Friday, October 7, 2011

Ada Lovelace Day: Rachel Carson

Ada Lovelace Day aims to raise the profile of women in science, technology, engineering and maths by encouraging people around the world to talk about the women whose work they admire. 
 
Mooncalf asked, via Twitter, which woman in science and technology was my heroine? I immediately replied Rachel Carson! Mooncalf wasn't sure who that was, so I'm once again departing from my usual creative-type posts to give a brief synopsis of why Rachel Carson is so important. (I could be very, very brief and say: Environmental Protection Agency.)
 
http://commons.wikimedia.org/wiki/File:Rachel-Carson.jpg
 
Rachel Carson was born in 1907 in Pennsylvania. She was a writer and a scientist, who began by majoring in English and then switched to biology. (I began in English, switched to wildlife biology--although in retrospect I wish I'd switched to pure biology or marine biology--and then later I went back for the English degree, too.) She was only the second woman to be hired by the US Bureau of Fisheries for a full-time, professional position. She used her writing skills to translate science for the general public, something that is entirely underrated and requires both the ability to understand the science and communicate it clearly and in an interesting way. (This is not a common skill set.) She went on to write full time, and her trilogy of sea books (Under the Sea-wind, The Sea Around Us, and The Edge of the Sea) was extremely popular.

She is perhaps best known, however, for The Silent Spring, which detailed the effects of DDT and similar pesticides to the food chain and the environment. The chemical companies, of course, tried to discredit her. She persisted. Eventually, DDT was banned, and according to Wikipedia, "the grassroots environmental movement the book inspired led to the creation of the Environmental Protection Agency."
 
Not incidentally, and important to those of us who are raising or helping to raise children today, Rachel's mother "bequeathed to her a life-long love of nature and the living world" (source link). Carson wrote a magazine article in the 1950s, "Help Your Child to Wonder," that was later published as The Sense of Wonder. Time and time again we hear that children do not learn to be environmentalists by being told of the planet's plight at school and picking up litter (or the like); those who grow up to be environmentalists are, more often than not, the ones who as children were allowed to explore the natural spaces around them. By playing in the woods, the streams, the salt ponds, by turning over rocks and finding salamanders, by holding a sea star in your hand after coming upon one in a tide pool--that is how a child grows up into an adult who cares about the world around him. The connection is so important, something I feel strongly about, too.

-----

**Actions to take**
- a) Reproduce the passage of the Rachel Carson post starting at "Ada Lovelace Day aims" and ending at "Environmental Protection Agency.)".
- b) Answer these from the Rachel Carson post:
(i) In what year and in which state was Rachel Carson born?
(ii) Which pesticide does the post name among those whose effects The Silent Spring detailed?
(iii) What was the title of Carson's 1950s magazine article that was later published as The Sense of Wonder?

**Data listing**
-----

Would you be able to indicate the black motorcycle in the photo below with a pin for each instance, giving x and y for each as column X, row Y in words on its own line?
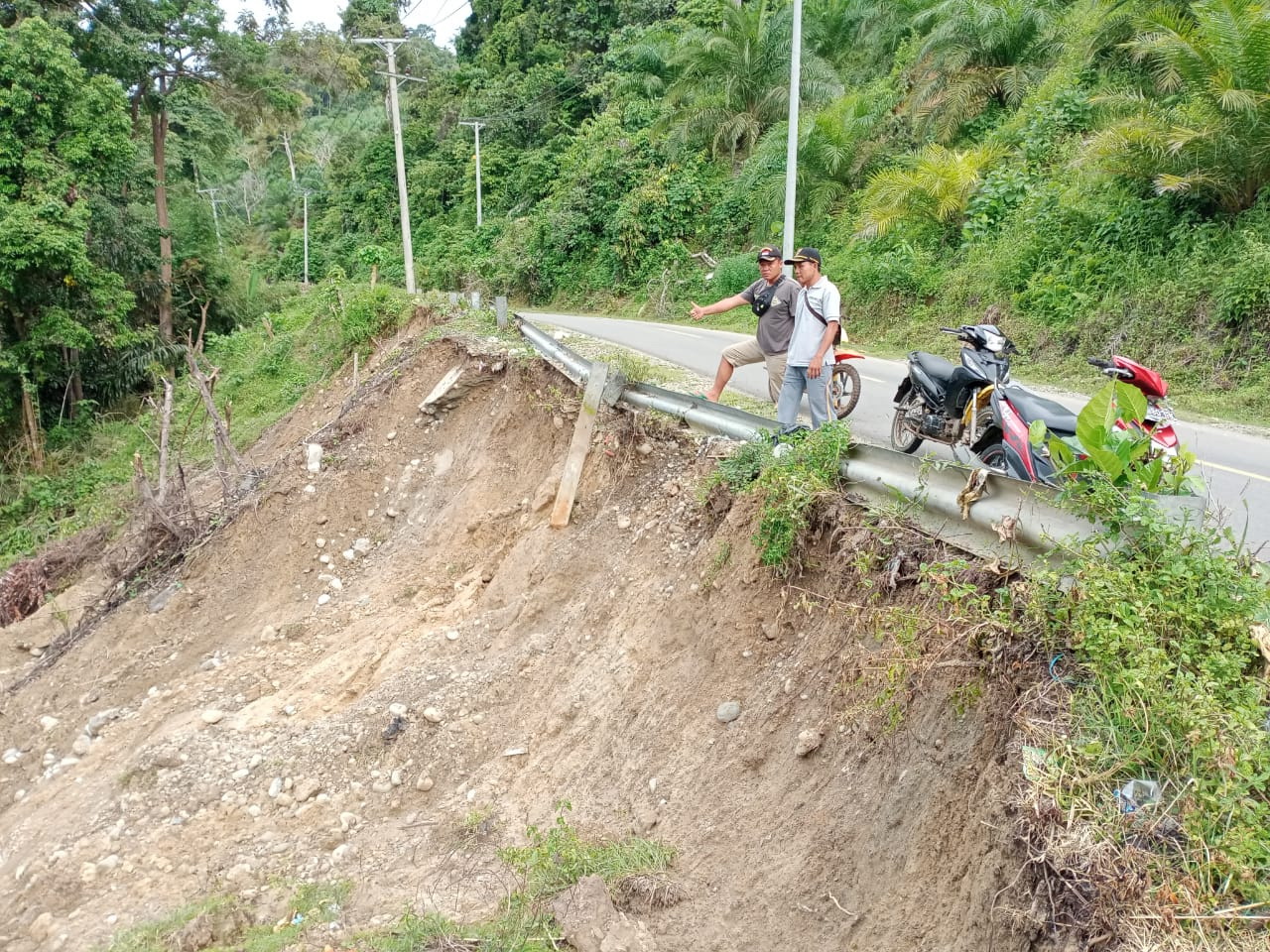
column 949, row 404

-----

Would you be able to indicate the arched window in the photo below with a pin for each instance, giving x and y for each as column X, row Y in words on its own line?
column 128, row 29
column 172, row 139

-----

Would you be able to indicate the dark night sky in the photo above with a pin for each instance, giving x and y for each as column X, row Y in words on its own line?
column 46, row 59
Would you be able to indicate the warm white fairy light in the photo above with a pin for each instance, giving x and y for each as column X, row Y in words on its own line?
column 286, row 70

-----

**Answers to the exercises**
- a)
Ada Lovelace Day aims to raise the profile of women in science, technology, engineering and maths by encouraging people around the world to talk about the women whose work they admire. 
 
Mooncalf asked, via Twitter, which woman in science and technology was my heroine? I immediately replied Rachel Carson! Mooncalf wasn't sure who that was, so I'm once again departing from my usual creative-type posts to give a brief synopsis of why Rachel Carson is so important. (I could be very, very brief and say: Environmental Protection Agency.)

- b)
(i) 1907, in Pennsylvania
(ii) DDT
(iii) "Help Your Child to Wonder"